In the rows below, render the stretch from the line containing "Output form: <point>400,702</point>" through the line containing "<point>347,499</point>", both included, as a JSON list of strings with one string per line and blank lines left out.

○ ○ ○

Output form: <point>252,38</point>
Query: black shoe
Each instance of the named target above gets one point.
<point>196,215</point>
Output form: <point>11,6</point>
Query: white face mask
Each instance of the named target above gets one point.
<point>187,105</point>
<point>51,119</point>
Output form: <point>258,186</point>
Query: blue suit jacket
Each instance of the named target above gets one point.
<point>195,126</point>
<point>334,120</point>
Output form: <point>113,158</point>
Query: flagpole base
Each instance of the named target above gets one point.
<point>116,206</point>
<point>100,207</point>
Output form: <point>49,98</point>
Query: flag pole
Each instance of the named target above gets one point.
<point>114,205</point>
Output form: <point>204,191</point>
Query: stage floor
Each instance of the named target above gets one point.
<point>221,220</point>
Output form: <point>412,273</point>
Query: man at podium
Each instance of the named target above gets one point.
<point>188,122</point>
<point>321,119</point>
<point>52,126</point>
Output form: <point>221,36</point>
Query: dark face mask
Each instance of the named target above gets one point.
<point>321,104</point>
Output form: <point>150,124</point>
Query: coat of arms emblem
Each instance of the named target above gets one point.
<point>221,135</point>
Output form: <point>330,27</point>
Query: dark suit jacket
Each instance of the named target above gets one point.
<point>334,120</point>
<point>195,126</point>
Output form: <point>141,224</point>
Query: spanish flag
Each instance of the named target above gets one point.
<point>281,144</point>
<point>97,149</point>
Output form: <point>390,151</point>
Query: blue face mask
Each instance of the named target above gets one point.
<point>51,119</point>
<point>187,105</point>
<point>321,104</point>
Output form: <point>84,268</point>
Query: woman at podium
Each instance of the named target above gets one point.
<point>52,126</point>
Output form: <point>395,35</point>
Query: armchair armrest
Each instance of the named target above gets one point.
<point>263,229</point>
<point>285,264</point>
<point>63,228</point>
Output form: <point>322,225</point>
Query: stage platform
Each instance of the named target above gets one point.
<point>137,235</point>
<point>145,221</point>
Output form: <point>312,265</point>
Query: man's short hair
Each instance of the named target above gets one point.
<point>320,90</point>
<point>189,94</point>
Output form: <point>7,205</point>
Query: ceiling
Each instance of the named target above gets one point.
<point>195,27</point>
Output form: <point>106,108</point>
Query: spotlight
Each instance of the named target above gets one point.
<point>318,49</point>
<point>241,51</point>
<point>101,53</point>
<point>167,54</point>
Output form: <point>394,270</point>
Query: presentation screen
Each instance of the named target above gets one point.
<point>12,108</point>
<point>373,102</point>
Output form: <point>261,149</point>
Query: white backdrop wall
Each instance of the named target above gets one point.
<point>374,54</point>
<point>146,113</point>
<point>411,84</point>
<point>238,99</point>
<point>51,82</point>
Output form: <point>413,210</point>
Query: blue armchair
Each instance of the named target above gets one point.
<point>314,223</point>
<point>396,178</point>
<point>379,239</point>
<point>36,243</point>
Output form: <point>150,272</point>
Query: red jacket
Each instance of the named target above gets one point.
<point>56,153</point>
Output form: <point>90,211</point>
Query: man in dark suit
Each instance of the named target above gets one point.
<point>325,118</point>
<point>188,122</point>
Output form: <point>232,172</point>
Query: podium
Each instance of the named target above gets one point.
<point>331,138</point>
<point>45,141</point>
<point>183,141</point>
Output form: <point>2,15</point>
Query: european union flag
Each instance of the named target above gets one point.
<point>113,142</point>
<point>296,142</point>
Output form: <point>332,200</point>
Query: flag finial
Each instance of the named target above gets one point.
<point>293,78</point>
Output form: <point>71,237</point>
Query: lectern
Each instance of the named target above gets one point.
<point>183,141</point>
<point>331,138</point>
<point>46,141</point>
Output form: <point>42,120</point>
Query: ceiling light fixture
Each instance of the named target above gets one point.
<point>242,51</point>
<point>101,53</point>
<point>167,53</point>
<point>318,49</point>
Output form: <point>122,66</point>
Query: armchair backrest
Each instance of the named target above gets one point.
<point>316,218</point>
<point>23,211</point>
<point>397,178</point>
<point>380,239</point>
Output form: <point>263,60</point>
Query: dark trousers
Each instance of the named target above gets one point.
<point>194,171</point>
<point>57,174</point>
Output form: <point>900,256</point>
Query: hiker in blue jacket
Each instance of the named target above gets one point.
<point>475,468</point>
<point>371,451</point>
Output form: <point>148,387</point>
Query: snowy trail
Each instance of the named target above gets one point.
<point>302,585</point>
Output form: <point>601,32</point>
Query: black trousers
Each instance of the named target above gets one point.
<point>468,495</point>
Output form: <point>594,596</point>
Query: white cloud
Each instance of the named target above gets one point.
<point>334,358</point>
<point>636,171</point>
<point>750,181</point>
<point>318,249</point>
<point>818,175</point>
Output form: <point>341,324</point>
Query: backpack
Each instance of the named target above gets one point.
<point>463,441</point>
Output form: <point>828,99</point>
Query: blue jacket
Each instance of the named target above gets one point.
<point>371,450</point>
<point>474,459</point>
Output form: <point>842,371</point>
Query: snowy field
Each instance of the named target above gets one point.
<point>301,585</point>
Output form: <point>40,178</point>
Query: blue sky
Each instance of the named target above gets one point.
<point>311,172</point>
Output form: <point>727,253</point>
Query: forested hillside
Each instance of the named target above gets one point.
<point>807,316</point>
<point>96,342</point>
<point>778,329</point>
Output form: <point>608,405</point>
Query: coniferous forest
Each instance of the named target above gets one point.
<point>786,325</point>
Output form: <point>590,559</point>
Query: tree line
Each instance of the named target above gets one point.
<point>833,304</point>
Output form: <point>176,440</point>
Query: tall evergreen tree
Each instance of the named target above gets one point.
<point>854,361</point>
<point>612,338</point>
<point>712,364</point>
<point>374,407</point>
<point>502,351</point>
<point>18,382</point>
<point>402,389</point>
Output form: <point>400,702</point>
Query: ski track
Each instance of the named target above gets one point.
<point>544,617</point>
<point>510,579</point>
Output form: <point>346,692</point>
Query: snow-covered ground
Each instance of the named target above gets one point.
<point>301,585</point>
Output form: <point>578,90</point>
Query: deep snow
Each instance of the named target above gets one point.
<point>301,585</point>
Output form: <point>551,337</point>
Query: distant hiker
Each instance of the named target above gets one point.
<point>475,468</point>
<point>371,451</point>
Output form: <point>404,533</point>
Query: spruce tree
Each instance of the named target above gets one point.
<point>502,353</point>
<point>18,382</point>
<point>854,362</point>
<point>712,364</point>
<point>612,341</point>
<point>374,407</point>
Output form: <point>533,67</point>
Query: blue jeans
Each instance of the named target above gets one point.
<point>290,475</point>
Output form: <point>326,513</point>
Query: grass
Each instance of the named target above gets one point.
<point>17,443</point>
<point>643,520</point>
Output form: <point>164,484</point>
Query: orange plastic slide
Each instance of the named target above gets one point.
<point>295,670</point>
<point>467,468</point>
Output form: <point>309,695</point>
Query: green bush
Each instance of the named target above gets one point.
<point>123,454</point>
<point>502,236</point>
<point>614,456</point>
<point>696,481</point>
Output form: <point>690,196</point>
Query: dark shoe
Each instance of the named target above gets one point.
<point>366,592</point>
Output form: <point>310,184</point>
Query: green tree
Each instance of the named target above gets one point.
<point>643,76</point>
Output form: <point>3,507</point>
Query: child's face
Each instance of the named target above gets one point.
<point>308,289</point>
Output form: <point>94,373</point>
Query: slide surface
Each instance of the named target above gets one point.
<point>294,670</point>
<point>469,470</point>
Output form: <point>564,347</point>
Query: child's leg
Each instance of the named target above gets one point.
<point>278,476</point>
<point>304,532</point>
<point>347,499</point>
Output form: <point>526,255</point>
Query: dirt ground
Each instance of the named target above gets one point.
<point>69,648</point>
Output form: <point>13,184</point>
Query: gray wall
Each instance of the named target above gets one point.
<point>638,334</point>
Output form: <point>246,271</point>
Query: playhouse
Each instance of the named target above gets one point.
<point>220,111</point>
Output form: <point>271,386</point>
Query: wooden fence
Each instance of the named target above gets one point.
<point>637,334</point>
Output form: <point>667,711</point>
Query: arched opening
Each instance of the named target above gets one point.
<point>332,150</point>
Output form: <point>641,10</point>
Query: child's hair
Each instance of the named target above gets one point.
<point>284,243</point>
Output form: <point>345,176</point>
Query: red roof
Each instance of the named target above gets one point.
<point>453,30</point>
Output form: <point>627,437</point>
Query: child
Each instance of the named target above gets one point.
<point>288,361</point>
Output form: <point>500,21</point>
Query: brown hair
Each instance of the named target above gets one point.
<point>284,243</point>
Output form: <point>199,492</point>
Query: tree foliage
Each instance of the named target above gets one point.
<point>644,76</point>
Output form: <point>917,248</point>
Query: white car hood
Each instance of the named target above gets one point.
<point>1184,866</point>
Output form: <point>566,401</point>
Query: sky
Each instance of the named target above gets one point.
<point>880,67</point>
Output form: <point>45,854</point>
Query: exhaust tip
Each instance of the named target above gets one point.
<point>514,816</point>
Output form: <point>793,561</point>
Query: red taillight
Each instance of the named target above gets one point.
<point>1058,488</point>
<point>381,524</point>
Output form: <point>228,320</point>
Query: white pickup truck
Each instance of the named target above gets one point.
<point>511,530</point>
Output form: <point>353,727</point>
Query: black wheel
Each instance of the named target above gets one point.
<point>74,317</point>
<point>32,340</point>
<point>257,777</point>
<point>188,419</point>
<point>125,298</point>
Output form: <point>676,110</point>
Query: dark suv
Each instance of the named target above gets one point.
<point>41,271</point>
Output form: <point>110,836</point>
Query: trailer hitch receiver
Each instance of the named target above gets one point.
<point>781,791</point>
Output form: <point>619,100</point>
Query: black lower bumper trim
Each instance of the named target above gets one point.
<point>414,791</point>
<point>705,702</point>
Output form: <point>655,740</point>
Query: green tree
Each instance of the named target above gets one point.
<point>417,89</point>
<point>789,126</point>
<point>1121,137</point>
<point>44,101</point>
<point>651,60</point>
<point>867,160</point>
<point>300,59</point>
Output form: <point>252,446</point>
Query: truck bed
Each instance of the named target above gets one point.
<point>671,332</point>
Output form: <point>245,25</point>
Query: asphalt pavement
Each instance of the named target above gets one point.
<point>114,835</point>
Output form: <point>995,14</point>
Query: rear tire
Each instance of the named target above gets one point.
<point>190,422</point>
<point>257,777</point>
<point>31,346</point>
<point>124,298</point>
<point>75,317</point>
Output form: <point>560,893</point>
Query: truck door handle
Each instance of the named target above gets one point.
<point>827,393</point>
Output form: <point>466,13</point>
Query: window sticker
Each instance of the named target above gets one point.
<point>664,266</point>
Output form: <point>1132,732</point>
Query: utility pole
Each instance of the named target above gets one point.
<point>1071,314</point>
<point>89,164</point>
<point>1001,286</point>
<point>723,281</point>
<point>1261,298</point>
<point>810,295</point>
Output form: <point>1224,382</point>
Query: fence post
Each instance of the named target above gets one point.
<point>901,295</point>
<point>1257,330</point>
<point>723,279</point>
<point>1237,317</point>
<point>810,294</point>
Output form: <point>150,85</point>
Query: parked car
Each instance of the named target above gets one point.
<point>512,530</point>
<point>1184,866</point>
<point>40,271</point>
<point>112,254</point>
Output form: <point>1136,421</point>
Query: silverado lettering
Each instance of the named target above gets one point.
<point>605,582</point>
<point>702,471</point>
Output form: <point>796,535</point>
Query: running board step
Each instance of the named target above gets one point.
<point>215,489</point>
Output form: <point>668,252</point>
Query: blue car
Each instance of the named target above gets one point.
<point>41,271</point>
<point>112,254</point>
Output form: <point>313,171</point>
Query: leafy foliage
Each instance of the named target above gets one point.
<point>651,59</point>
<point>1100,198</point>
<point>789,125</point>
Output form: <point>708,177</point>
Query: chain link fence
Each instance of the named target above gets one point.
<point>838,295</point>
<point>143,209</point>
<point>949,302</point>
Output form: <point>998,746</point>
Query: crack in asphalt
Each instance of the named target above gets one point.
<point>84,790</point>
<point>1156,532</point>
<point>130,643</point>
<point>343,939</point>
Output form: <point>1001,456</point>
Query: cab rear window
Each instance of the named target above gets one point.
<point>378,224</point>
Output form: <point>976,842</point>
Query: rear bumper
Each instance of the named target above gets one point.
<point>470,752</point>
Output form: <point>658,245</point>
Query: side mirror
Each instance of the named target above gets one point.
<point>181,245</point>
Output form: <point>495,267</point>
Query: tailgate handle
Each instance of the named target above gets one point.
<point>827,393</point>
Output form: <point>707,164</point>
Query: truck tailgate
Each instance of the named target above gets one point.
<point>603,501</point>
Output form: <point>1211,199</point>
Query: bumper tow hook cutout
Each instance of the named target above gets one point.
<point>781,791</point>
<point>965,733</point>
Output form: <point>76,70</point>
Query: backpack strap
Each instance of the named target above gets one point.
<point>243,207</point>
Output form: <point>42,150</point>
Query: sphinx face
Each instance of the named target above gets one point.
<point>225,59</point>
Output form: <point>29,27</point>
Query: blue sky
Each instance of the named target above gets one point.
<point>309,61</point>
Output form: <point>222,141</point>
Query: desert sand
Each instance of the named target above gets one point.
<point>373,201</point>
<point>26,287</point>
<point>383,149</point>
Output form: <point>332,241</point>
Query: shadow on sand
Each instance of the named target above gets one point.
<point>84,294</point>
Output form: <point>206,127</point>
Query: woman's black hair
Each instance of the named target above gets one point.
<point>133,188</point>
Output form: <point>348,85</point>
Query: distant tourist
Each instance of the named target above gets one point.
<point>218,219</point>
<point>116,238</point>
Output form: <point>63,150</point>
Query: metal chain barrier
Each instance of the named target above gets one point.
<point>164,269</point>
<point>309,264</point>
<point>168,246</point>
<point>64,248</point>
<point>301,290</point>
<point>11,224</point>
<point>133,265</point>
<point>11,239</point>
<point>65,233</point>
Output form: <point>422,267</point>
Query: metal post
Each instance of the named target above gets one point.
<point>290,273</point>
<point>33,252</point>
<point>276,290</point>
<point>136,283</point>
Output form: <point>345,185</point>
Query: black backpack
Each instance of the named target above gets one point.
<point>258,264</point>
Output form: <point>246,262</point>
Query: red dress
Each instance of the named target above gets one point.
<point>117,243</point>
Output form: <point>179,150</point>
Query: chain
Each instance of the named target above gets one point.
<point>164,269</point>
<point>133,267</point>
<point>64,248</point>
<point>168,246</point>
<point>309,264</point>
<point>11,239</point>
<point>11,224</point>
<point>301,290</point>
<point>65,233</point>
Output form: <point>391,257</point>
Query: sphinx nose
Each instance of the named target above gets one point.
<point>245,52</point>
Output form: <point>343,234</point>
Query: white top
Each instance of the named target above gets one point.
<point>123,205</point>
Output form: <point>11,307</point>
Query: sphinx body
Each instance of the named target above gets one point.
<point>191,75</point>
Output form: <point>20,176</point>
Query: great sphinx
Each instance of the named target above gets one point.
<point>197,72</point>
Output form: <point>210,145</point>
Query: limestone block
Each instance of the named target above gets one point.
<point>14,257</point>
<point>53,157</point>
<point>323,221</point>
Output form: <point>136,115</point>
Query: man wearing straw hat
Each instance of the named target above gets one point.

○ ○ ○

## CORRECT OUTPUT
[
  "Output form: <point>400,702</point>",
  "Query: ski track",
  "Each instance of the named target above gets one point.",
  "<point>544,617</point>",
  "<point>510,579</point>",
  "Output form: <point>346,692</point>",
  "Query: snow-covered ground",
  "Each instance of the named target above gets one point.",
  "<point>301,585</point>",
  "Output form: <point>578,90</point>",
  "Query: deep snow",
  "Each instance of the named target above gets one point.",
  "<point>301,585</point>",
  "Output form: <point>551,337</point>",
  "Query: distant hiker",
  "Each instance of the named target above gets one point.",
  "<point>475,468</point>",
  "<point>371,451</point>",
  "Output form: <point>404,533</point>",
  "Query: spruce tree",
  "Each instance of the named target above gets one point.",
  "<point>502,353</point>",
  "<point>18,382</point>",
  "<point>854,362</point>",
  "<point>712,364</point>",
  "<point>612,341</point>",
  "<point>374,407</point>",
  "Output form: <point>533,67</point>",
  "Query: blue jeans",
  "Each instance of the named target above gets one point.",
  "<point>290,475</point>",
  "Output form: <point>326,513</point>",
  "Query: grass",
  "Each instance of the named target above gets one point.",
  "<point>17,443</point>",
  "<point>643,520</point>",
  "Output form: <point>164,484</point>",
  "Query: orange plastic slide",
  "Each instance of the named target above gets one point.",
  "<point>295,670</point>",
  "<point>467,468</point>",
  "Output form: <point>309,695</point>",
  "Query: green bush",
  "Each instance of the named target above gets one point.",
  "<point>123,454</point>",
  "<point>502,236</point>",
  "<point>614,456</point>",
  "<point>696,481</point>",
  "Output form: <point>690,196</point>",
  "Query: dark shoe",
  "Each instance of the named target above gets one point.",
  "<point>366,592</point>",
  "Output form: <point>310,184</point>",
  "Query: green tree",
  "Each instance of the named target above gets one point.",
  "<point>643,76</point>",
  "Output form: <point>3,507</point>",
  "Query: child's face",
  "Each instance of the named target above gets one point.",
  "<point>308,289</point>",
  "Output form: <point>94,373</point>",
  "Query: slide surface",
  "Each instance of the named target above gets one point.",
  "<point>294,670</point>",
  "<point>469,470</point>",
  "Output form: <point>564,347</point>",
  "Query: child's leg",
  "Each instance of the named target above gets one point.",
  "<point>278,476</point>",
  "<point>304,532</point>",
  "<point>347,499</point>"
]